----- Provided entries
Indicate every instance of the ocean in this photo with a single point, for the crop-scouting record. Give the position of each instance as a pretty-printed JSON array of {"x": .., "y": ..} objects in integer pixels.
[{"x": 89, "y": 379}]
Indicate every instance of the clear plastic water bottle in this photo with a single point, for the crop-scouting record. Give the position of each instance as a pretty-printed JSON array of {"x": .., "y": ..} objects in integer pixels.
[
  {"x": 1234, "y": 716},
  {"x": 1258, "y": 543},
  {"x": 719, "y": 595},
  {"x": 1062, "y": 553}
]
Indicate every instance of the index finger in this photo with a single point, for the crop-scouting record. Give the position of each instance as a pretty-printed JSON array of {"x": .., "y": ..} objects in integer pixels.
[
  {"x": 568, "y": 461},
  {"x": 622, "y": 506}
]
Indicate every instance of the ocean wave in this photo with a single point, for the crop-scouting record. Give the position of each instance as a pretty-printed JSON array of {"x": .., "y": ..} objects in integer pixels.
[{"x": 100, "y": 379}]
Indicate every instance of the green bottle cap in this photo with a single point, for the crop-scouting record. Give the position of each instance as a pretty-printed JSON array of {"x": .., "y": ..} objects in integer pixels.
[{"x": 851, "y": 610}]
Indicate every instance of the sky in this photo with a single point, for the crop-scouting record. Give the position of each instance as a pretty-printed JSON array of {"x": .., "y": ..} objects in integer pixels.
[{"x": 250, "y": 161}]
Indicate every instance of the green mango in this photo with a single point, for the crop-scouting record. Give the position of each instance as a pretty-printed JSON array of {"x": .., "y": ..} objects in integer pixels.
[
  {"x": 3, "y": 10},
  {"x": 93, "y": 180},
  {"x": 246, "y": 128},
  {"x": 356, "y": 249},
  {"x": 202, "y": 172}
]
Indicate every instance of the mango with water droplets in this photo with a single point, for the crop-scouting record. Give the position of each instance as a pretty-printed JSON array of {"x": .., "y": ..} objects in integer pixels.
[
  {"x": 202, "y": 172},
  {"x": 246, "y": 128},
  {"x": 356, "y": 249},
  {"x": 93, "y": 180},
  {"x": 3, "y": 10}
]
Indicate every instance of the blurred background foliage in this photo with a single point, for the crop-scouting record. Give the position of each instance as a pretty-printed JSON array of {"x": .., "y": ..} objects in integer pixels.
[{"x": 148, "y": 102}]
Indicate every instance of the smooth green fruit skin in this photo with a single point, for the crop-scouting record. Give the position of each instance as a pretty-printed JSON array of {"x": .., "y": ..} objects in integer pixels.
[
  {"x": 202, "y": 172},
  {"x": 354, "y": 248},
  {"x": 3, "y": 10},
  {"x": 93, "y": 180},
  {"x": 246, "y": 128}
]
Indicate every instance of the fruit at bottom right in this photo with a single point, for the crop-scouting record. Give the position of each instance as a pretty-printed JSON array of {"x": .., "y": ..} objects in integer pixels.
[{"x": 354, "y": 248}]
----------
**Direction**. Output the lines from the one containing "Indicate every instance of the blurred" through the end of the records as a Markdown table with the columns Row and Line. Number each line and leave out any blank lines.

**Solution to this problem**.
| Row | Line |
|---|---|
| 1 | Indicate every instance of the blurred background foliage in this photo with a single point, for the crop-scouting record. Give the position of each instance as a pretty-printed JSON array of {"x": .., "y": ..} objects in integer pixels. |
| 2 | [{"x": 148, "y": 102}] |
| 3 | Indicate every instance of the smooth green fruit skin in this photo with a single point, for the crop-scouting record. Give the position of each instance as a pretty-printed JSON array of {"x": .., "y": ..} objects in integer pixels. |
| 4 | [ |
| 5 |   {"x": 202, "y": 172}, |
| 6 |   {"x": 354, "y": 248}, |
| 7 |   {"x": 3, "y": 10}, |
| 8 |   {"x": 93, "y": 180}, |
| 9 |   {"x": 246, "y": 128} |
| 10 | ] |
| 11 | Indicate every instance of the fruit at bottom right in this photo with a single point, for the crop-scouting record. Give the position of each instance as a pretty-printed JSON array of {"x": .., "y": ..} objects in integer pixels. |
| 12 | [{"x": 354, "y": 248}] |